**GOAL**: Render every line of the data below as a Markdown table with the columns Row and Line, numbering the lines consecutively and omitting blank lines. Leave the attached picture out of the table.

**PROVIDED MATERIAL**:
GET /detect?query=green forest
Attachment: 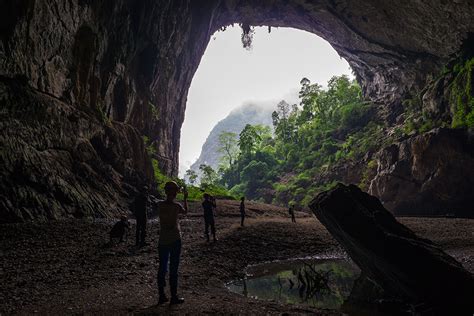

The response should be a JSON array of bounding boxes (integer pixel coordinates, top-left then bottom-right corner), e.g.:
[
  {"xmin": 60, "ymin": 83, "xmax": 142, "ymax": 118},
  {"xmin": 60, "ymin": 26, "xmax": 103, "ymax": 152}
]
[
  {"xmin": 164, "ymin": 58, "xmax": 474, "ymax": 207},
  {"xmin": 181, "ymin": 76, "xmax": 384, "ymax": 206}
]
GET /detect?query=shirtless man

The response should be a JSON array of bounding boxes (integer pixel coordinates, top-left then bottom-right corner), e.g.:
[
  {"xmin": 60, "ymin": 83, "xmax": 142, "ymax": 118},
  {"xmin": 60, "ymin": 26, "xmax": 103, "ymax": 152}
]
[{"xmin": 158, "ymin": 181, "xmax": 188, "ymax": 304}]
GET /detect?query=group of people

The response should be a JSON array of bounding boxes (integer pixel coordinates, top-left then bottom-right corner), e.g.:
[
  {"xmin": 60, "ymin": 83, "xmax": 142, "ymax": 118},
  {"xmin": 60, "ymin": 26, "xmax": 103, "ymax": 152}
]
[{"xmin": 110, "ymin": 181, "xmax": 295, "ymax": 304}]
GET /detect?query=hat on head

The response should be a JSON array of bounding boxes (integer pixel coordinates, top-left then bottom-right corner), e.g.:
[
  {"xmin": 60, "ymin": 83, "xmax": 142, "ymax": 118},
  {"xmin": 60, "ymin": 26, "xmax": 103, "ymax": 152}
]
[{"xmin": 165, "ymin": 181, "xmax": 179, "ymax": 191}]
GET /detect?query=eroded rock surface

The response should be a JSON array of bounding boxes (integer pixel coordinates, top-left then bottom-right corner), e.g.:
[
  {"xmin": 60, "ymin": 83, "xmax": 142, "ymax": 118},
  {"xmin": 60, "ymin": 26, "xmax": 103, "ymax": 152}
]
[
  {"xmin": 310, "ymin": 184, "xmax": 474, "ymax": 315},
  {"xmin": 0, "ymin": 0, "xmax": 474, "ymax": 218},
  {"xmin": 369, "ymin": 129, "xmax": 474, "ymax": 217}
]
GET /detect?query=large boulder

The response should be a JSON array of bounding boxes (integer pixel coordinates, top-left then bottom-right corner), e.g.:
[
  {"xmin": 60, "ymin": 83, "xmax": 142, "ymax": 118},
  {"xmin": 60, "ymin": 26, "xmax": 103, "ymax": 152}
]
[
  {"xmin": 369, "ymin": 128, "xmax": 474, "ymax": 217},
  {"xmin": 310, "ymin": 184, "xmax": 474, "ymax": 314}
]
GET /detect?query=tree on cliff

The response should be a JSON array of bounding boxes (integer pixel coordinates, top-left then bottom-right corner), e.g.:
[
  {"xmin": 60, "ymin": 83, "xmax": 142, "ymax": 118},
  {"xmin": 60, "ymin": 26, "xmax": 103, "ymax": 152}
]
[
  {"xmin": 199, "ymin": 164, "xmax": 218, "ymax": 185},
  {"xmin": 218, "ymin": 132, "xmax": 239, "ymax": 167}
]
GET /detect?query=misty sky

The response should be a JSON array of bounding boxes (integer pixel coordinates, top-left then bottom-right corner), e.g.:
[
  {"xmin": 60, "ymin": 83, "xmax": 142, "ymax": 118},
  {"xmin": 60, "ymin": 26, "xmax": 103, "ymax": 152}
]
[{"xmin": 179, "ymin": 25, "xmax": 352, "ymax": 174}]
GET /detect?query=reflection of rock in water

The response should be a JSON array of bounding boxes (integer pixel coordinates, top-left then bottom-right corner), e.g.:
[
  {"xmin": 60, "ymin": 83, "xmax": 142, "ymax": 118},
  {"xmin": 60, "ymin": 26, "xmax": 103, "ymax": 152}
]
[
  {"xmin": 290, "ymin": 262, "xmax": 332, "ymax": 302},
  {"xmin": 310, "ymin": 184, "xmax": 474, "ymax": 315},
  {"xmin": 227, "ymin": 259, "xmax": 359, "ymax": 309}
]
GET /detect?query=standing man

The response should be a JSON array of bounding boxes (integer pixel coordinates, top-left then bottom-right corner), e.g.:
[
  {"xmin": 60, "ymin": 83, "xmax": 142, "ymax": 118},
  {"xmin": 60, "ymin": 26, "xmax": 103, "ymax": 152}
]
[
  {"xmin": 132, "ymin": 186, "xmax": 148, "ymax": 247},
  {"xmin": 288, "ymin": 205, "xmax": 296, "ymax": 223},
  {"xmin": 240, "ymin": 196, "xmax": 245, "ymax": 226},
  {"xmin": 202, "ymin": 193, "xmax": 217, "ymax": 242},
  {"xmin": 158, "ymin": 181, "xmax": 188, "ymax": 305}
]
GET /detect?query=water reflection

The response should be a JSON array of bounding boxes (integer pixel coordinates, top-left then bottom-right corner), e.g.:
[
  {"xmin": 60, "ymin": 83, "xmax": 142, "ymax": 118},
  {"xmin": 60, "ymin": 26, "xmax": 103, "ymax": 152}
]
[{"xmin": 227, "ymin": 259, "xmax": 360, "ymax": 309}]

**EXERCISE RESULT**:
| Row | Line |
|---|---|
| 1 | GET /detect?query=green forest |
| 2 | Attachment:  |
| 3 | The response should be a JSON array of bounding boxes (integer pixel coordinates, top-left then bottom-right corner), e.g.: |
| 4 | [ |
| 5 |   {"xmin": 60, "ymin": 83, "xmax": 142, "ymax": 118}, |
| 6 |   {"xmin": 60, "ymin": 26, "xmax": 103, "ymax": 152} |
| 7 | ] |
| 8 | [ |
| 9 |   {"xmin": 164, "ymin": 58, "xmax": 474, "ymax": 207}, |
| 10 |   {"xmin": 181, "ymin": 76, "xmax": 384, "ymax": 206} |
| 11 | ] |
| 12 | GET /detect?query=shirtless man |
| 13 | The response should be a JSON array of bounding boxes (integer pixel coordinates, top-left then bottom-right corner), e.g.: |
| 14 | [ |
| 15 |   {"xmin": 60, "ymin": 83, "xmax": 142, "ymax": 118}, |
| 16 |   {"xmin": 60, "ymin": 26, "xmax": 103, "ymax": 152} |
| 17 | ] |
| 18 | [{"xmin": 158, "ymin": 181, "xmax": 188, "ymax": 304}] |
| 19 | GET /detect?query=group of people |
| 20 | The response should be a JSON array of bounding boxes (integer pixel coordinates, top-left then bottom-right corner), e.g.: |
| 21 | [ |
| 22 |   {"xmin": 60, "ymin": 83, "xmax": 142, "ymax": 118}, |
| 23 |   {"xmin": 60, "ymin": 26, "xmax": 103, "ymax": 152} |
| 24 | ] |
| 25 | [{"xmin": 110, "ymin": 181, "xmax": 295, "ymax": 304}] |
| 26 | GET /detect?query=hat on head |
| 27 | The response should be a JSON array of bounding boxes (integer pixel coordinates, top-left then bottom-right corner), e.g.: |
| 28 | [ |
| 29 |   {"xmin": 60, "ymin": 83, "xmax": 142, "ymax": 118}, |
| 30 |   {"xmin": 60, "ymin": 26, "xmax": 103, "ymax": 152} |
| 31 | ] |
| 32 | [{"xmin": 165, "ymin": 181, "xmax": 179, "ymax": 191}] |
| 33 | GET /detect?query=eroded rock surface |
| 34 | The response should be a JSON array of bounding boxes (integer pixel coordinates, top-left then bottom-right corner), e.g.: |
| 35 | [ |
| 36 |   {"xmin": 60, "ymin": 83, "xmax": 142, "ymax": 118}, |
| 37 |   {"xmin": 60, "ymin": 26, "xmax": 103, "ymax": 152} |
| 38 | ] |
| 39 | [ |
| 40 |   {"xmin": 310, "ymin": 184, "xmax": 474, "ymax": 315}, |
| 41 |   {"xmin": 0, "ymin": 0, "xmax": 474, "ymax": 218}, |
| 42 |   {"xmin": 369, "ymin": 129, "xmax": 474, "ymax": 217} |
| 43 | ] |
| 44 | GET /detect?query=large boulder |
| 45 | The response should be a JSON array of bounding boxes (integer pixel coordinates, top-left then bottom-right corner), e.g.: |
| 46 | [ |
| 47 |   {"xmin": 60, "ymin": 83, "xmax": 142, "ymax": 118}, |
| 48 |   {"xmin": 60, "ymin": 26, "xmax": 103, "ymax": 152} |
| 49 | ] |
| 50 | [ |
| 51 |   {"xmin": 369, "ymin": 128, "xmax": 474, "ymax": 217}, |
| 52 |   {"xmin": 310, "ymin": 184, "xmax": 474, "ymax": 314} |
| 53 | ] |
| 54 | GET /detect?query=tree on cliff |
| 55 | The response should be a JSON array of bounding boxes (integer pixel coordinates, top-left then bottom-right corner), e.g.: |
| 56 | [ |
| 57 |   {"xmin": 60, "ymin": 83, "xmax": 142, "ymax": 118}, |
| 58 |   {"xmin": 60, "ymin": 26, "xmax": 103, "ymax": 152} |
| 59 | ] |
| 60 | [ |
| 61 |   {"xmin": 199, "ymin": 164, "xmax": 218, "ymax": 185}, |
| 62 |   {"xmin": 218, "ymin": 132, "xmax": 239, "ymax": 167} |
| 63 | ] |
| 64 | GET /detect?query=misty sky |
| 65 | The response should be a JSON array of bounding boxes (integer pixel coordinates, top-left then bottom-right corner), e.g.: |
| 66 | [ |
| 67 |   {"xmin": 60, "ymin": 83, "xmax": 142, "ymax": 118}, |
| 68 |   {"xmin": 60, "ymin": 26, "xmax": 103, "ymax": 152} |
| 69 | ] |
| 70 | [{"xmin": 179, "ymin": 25, "xmax": 352, "ymax": 174}] |
| 71 | GET /detect?query=reflection of rock in water |
| 72 | The response should be a JSON array of bounding boxes (integer pixel coordinates, top-left then bottom-right corner), e.g.: |
| 73 | [ |
| 74 |   {"xmin": 60, "ymin": 83, "xmax": 142, "ymax": 118}, |
| 75 |   {"xmin": 60, "ymin": 26, "xmax": 103, "ymax": 152} |
| 76 | ] |
| 77 | [ |
| 78 |   {"xmin": 290, "ymin": 262, "xmax": 332, "ymax": 302}, |
| 79 |   {"xmin": 310, "ymin": 184, "xmax": 474, "ymax": 315}, |
| 80 |   {"xmin": 227, "ymin": 259, "xmax": 359, "ymax": 309} |
| 81 | ] |
| 82 | GET /detect?query=standing man |
| 83 | The response should be a JSON array of bounding boxes (integer pixel coordinates, top-left then bottom-right corner), e.g.: |
| 84 | [ |
| 85 |   {"xmin": 60, "ymin": 83, "xmax": 142, "ymax": 118}, |
| 86 |   {"xmin": 60, "ymin": 26, "xmax": 103, "ymax": 152} |
| 87 | ] |
| 88 | [ |
| 89 |   {"xmin": 132, "ymin": 186, "xmax": 148, "ymax": 247}, |
| 90 |   {"xmin": 288, "ymin": 205, "xmax": 296, "ymax": 223}, |
| 91 |   {"xmin": 240, "ymin": 196, "xmax": 245, "ymax": 226}, |
| 92 |   {"xmin": 202, "ymin": 193, "xmax": 217, "ymax": 242}, |
| 93 |   {"xmin": 158, "ymin": 181, "xmax": 188, "ymax": 305} |
| 94 | ] |
| 95 | GET /detect?query=water reflection |
| 96 | The response should be a JSON array of bounding boxes (integer pixel coordinates, top-left then bottom-right corner), e.g.: |
| 97 | [ |
| 98 |   {"xmin": 60, "ymin": 83, "xmax": 142, "ymax": 118}, |
| 99 |   {"xmin": 60, "ymin": 26, "xmax": 103, "ymax": 152} |
| 100 | ] |
| 101 | [{"xmin": 227, "ymin": 259, "xmax": 360, "ymax": 309}] |